## WORK ORDER
Return a copy of each line in the listing that includes the word "teddy".

[INPUT — start]

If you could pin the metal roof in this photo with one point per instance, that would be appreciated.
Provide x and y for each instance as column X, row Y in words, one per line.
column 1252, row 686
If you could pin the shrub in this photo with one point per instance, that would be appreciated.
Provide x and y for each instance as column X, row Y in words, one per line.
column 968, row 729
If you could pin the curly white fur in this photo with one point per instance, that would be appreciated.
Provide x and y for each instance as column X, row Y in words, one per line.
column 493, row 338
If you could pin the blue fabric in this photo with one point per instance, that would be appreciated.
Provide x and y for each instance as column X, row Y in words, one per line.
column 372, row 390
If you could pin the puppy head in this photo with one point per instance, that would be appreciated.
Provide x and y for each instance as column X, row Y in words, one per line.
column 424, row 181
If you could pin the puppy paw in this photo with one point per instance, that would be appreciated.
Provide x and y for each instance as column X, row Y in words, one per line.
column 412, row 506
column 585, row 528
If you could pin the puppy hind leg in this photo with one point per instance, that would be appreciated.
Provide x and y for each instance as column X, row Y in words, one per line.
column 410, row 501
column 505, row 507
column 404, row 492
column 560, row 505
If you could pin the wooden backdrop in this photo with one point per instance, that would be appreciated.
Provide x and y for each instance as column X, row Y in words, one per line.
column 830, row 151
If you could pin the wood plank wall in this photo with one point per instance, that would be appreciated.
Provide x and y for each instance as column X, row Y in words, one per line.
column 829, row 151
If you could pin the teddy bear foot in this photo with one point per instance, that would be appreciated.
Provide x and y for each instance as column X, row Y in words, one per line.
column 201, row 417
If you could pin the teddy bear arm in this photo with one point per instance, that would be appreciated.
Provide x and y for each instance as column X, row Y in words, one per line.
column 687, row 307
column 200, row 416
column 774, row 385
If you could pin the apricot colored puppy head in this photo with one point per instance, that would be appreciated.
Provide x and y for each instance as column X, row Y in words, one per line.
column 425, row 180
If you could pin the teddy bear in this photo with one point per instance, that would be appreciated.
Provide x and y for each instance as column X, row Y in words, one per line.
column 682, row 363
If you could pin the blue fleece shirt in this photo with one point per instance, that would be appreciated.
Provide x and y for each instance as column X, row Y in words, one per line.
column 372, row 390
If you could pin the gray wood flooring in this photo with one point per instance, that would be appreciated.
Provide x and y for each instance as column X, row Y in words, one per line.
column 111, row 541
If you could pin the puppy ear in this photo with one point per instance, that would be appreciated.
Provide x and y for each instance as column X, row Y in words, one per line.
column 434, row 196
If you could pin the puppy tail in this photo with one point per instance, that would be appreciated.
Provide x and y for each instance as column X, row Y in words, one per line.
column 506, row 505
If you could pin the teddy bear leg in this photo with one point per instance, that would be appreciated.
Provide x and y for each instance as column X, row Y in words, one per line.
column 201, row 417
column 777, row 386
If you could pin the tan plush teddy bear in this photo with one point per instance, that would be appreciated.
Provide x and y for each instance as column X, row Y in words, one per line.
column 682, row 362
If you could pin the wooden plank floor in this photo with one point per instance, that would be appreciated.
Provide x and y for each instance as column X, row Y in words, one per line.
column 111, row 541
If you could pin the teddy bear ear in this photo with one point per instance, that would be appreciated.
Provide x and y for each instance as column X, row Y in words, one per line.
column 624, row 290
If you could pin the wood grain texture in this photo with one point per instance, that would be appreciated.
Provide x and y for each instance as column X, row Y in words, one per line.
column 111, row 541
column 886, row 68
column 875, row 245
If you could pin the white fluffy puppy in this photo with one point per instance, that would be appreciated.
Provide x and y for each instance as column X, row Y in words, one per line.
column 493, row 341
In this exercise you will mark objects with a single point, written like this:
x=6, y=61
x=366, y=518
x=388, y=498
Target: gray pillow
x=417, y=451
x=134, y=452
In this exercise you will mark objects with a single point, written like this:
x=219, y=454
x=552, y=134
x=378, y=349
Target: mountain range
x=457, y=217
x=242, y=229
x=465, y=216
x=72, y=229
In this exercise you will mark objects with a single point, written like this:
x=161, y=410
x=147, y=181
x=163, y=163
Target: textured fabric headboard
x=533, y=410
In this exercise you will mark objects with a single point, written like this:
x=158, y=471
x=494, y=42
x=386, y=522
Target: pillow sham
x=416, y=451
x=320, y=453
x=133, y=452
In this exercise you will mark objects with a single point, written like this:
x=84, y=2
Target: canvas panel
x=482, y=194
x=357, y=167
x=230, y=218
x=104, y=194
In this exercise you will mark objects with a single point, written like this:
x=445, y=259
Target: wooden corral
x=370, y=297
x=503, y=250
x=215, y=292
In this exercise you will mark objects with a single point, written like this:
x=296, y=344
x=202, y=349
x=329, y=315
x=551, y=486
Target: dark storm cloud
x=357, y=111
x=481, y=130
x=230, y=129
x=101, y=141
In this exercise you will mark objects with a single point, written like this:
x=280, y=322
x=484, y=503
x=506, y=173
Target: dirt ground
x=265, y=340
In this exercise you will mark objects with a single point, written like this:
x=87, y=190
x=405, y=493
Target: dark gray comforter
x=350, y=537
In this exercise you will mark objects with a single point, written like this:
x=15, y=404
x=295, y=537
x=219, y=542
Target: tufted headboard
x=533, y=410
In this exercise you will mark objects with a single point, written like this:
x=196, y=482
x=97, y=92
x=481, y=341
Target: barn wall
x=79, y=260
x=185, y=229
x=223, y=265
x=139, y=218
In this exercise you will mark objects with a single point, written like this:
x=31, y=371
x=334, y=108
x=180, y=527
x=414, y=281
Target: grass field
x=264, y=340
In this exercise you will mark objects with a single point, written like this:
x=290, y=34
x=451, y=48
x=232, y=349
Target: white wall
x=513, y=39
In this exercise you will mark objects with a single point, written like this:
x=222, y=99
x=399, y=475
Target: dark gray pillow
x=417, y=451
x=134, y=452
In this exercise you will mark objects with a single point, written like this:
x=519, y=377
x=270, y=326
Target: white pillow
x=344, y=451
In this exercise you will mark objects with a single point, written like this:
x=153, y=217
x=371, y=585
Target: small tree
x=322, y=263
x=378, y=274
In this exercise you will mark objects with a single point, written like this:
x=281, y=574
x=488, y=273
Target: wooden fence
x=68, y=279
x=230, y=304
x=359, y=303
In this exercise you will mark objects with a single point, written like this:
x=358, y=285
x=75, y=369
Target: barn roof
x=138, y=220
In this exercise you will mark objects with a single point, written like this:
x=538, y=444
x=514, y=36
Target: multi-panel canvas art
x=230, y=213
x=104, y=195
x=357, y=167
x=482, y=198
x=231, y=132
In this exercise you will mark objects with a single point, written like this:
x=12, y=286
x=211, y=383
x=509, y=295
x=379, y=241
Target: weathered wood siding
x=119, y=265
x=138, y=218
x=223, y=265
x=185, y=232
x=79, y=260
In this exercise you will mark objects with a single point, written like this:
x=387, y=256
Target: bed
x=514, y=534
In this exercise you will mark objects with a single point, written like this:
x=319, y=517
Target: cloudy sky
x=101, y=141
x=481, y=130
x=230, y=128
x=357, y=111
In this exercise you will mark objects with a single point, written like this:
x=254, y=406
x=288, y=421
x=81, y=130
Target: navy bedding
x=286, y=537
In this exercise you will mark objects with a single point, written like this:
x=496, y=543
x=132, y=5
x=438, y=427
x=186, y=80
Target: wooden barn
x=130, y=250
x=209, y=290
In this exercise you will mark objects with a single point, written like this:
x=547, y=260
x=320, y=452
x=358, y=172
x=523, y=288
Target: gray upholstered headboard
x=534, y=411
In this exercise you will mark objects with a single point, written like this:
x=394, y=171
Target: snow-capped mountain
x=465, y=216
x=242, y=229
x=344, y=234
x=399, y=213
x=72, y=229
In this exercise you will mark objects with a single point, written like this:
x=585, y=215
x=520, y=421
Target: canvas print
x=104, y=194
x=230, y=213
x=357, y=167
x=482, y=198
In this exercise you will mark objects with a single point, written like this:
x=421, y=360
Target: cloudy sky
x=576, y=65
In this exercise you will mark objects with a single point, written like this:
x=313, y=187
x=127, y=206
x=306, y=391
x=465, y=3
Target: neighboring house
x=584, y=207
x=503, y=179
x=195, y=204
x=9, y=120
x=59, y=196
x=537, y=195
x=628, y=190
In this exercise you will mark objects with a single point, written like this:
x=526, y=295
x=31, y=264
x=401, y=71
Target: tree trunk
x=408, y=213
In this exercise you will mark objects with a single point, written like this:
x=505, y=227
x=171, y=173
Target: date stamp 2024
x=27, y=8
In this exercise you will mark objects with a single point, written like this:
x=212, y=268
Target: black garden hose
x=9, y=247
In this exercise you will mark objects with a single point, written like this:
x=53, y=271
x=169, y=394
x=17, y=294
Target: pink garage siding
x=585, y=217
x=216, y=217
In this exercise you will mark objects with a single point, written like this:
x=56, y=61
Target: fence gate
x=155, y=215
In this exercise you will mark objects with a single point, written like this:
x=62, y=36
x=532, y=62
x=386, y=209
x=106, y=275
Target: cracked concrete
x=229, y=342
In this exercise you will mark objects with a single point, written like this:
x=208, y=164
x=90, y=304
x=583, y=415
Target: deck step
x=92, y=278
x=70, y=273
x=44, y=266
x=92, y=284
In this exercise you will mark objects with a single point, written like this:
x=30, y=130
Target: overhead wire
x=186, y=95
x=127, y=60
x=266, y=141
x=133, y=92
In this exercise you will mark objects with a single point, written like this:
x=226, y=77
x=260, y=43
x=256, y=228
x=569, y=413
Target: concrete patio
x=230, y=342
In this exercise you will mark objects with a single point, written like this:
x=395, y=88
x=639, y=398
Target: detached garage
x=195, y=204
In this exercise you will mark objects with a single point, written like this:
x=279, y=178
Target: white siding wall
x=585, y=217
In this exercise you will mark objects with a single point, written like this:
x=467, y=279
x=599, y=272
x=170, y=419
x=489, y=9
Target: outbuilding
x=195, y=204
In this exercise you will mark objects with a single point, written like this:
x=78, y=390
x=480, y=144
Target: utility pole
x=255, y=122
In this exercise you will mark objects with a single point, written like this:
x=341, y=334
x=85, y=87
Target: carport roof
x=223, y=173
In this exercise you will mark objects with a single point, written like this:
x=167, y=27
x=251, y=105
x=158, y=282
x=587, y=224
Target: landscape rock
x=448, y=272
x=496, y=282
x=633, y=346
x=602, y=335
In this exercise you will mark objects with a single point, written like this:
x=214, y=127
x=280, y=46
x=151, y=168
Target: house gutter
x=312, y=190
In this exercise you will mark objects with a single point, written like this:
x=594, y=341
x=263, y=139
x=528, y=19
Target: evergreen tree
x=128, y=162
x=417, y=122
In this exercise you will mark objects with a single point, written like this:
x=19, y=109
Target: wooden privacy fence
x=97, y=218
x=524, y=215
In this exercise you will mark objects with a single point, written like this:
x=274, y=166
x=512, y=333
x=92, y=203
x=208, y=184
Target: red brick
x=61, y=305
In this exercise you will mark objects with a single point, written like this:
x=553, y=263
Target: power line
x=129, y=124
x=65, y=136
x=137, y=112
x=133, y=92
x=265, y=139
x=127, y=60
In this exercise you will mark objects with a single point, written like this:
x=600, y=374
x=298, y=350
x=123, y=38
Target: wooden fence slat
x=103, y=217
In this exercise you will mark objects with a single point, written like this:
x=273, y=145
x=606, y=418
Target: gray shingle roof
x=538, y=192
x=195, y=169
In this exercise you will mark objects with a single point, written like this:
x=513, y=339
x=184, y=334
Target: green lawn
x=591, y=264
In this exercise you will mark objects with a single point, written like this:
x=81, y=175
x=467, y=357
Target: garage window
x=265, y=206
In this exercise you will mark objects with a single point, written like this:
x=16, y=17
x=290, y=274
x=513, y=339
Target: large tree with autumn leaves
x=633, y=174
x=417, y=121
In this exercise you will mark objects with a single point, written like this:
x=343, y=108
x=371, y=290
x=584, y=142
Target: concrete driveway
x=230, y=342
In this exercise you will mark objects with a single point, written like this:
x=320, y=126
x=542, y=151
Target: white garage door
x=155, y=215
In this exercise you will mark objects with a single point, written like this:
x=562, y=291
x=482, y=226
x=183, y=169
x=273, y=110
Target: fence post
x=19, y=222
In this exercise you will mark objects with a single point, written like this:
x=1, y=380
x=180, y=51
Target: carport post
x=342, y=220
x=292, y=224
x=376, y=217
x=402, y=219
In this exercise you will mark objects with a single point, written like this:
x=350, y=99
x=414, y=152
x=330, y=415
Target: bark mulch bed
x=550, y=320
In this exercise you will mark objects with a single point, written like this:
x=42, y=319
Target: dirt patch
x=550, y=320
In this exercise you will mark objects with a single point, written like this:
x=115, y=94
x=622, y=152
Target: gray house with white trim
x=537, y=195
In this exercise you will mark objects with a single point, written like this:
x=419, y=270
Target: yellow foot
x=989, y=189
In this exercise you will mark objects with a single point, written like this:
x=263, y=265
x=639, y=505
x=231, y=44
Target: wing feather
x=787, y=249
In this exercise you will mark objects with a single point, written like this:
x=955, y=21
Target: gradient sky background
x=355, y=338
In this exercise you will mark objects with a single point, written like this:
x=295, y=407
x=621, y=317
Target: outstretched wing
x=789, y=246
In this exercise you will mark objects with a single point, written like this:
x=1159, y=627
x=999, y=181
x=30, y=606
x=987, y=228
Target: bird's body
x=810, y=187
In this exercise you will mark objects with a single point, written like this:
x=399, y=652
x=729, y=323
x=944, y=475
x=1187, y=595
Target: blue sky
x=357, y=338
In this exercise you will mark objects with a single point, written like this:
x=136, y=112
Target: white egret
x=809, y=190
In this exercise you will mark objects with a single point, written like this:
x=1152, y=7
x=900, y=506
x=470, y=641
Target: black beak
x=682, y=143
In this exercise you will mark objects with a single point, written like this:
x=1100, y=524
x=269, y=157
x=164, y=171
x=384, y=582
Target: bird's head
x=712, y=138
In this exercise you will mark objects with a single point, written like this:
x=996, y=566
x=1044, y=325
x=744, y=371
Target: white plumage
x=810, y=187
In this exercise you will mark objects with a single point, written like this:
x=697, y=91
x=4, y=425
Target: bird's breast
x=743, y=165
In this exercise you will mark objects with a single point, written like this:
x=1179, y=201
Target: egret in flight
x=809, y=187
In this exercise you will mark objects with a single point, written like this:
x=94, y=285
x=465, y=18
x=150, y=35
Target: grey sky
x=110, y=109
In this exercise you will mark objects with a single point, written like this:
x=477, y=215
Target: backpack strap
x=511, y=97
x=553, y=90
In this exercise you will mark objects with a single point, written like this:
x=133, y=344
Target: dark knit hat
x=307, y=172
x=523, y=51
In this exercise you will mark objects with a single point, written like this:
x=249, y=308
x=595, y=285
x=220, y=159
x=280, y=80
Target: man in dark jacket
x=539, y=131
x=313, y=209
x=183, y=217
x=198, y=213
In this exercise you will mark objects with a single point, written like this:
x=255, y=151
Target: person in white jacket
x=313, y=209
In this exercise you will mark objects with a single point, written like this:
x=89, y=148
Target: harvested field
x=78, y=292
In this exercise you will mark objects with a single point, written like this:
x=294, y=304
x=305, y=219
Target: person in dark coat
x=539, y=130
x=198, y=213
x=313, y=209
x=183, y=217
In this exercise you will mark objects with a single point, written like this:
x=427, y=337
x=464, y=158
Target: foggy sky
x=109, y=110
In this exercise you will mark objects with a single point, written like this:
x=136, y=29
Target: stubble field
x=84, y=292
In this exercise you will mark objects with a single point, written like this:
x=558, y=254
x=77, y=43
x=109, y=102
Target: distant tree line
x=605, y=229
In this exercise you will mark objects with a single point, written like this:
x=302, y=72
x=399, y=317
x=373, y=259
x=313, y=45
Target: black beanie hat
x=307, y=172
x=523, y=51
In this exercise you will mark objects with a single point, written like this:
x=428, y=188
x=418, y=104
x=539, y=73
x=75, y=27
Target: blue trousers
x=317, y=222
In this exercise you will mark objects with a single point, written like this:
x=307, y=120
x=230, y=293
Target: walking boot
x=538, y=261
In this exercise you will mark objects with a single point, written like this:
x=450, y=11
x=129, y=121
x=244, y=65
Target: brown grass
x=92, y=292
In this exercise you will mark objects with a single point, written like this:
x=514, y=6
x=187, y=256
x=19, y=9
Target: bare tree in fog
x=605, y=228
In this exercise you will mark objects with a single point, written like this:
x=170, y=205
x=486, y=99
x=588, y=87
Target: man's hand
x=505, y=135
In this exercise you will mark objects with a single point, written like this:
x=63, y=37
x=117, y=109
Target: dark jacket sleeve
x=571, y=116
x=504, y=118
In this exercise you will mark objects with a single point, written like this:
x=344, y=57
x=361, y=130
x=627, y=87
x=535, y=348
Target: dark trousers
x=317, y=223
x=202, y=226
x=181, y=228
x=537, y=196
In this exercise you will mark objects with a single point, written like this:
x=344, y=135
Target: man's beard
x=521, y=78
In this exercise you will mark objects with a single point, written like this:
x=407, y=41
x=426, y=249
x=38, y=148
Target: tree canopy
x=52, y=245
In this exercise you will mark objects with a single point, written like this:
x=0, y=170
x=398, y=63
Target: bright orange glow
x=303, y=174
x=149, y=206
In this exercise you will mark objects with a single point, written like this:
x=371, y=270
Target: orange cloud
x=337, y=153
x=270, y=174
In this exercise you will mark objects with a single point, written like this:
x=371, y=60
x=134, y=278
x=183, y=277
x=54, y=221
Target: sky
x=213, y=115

[INPUT — finish]

## ANSWER SPACE
If you could pin the teddy bear foot in this photo with one point per instance, that would be appreciated.
If you could pin the teddy bear arm in this photo with one point per instance, that would be appreciated.
If you could pin the teddy bear in this photo with one point per instance, that would be appreciated.
If you could pin the teddy bear leg in this photo with one point per instance, that would be appreciated.
If you could pin the tan plush teddy bear in this photo with one point per instance, that would be appreciated.
If you could pin the teddy bear ear in this photo with one point per instance, that would be appreciated.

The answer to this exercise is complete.